Negative control codewords

Negative control codewords are unused barcode sequences included to detect random or erroneous decoding events, providing a measure of decoding noise. There are 41 codeword targets used in this dataset, and the overall detection profiles were consistent across the three replicates. The median total detections per codeword ranged from approximately 40 to 65, with replicate 1 showing slightly lower counts and replicate 3 showing the highest overall detection levels. The codewords appear randomly distributed across the tissue sections.

codeword_coords <- as.data.frame(rbind(cbind(sample="replicate1",
                                             rep1$trans_info[rep1$trans_info$feature_name %in% rep1$codeword, c("feature_name","x","y")]),
                                        cbind(sample="replicate2",rep2$trans_info[rep2$trans_info$feature_name %in% rep2$codeword, c("feature_name","x","y")]),
                                        cbind(sample="replicate3",rep3$trans_info[rep3$trans_info$feature_name %in% rep3$codeword, c("feature_name","x","y")])
                                        ))
ordered_feature = codeword_coords %>% group_by(feature_name) %>% count() %>% arrange(desc(n))%>% pull(feature_name) 
codeword_tb = as.data.frame(codeword_coords %>% group_by(sample, feature_name) %>% count())
colnames(codeword_tb) = c("sample","feature_name","value_count")
codeword_tb$feature_name = factor(codeword_tb$feature_name, levels= ordered_feature)
───
How to complete this task
According to the negative control codewords text, which replicate showed the highest overall detection levels?
───
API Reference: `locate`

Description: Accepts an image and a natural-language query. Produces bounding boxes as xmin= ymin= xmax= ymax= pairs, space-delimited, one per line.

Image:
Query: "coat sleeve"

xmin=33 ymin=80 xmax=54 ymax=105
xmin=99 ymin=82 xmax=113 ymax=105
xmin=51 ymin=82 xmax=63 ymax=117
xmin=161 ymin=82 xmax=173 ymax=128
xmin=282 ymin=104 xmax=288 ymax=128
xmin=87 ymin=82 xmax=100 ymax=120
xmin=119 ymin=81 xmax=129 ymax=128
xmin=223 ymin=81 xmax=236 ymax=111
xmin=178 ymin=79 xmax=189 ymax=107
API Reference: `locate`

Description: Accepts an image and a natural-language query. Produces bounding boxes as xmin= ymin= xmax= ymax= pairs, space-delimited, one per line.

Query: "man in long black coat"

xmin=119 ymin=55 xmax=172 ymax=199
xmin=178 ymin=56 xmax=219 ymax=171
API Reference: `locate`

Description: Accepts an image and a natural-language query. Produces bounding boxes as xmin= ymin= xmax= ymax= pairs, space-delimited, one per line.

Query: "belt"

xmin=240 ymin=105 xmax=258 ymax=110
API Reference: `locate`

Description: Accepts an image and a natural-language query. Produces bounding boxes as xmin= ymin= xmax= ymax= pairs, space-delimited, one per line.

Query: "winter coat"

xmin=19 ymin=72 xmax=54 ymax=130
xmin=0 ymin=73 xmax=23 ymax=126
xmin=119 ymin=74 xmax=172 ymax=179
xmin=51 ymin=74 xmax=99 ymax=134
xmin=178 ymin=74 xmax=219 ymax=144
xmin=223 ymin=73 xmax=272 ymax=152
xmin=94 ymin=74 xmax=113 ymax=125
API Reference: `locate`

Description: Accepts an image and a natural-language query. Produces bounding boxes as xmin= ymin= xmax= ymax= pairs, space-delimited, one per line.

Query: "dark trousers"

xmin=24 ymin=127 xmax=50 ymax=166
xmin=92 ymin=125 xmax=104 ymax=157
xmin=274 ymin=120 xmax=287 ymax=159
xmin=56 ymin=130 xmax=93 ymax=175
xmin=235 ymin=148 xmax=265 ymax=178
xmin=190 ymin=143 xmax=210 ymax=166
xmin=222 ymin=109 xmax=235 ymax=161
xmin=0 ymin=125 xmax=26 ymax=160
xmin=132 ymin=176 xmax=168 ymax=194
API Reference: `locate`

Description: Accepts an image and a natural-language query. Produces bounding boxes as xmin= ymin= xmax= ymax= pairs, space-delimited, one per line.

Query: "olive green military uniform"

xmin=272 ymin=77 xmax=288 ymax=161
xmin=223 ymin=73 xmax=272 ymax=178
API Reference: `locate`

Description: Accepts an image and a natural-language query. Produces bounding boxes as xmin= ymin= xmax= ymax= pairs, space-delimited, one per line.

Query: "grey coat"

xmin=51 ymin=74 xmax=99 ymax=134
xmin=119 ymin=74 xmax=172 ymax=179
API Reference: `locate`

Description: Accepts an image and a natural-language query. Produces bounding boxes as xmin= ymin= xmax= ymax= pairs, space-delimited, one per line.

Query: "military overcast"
───
Exercise result
Replicate 3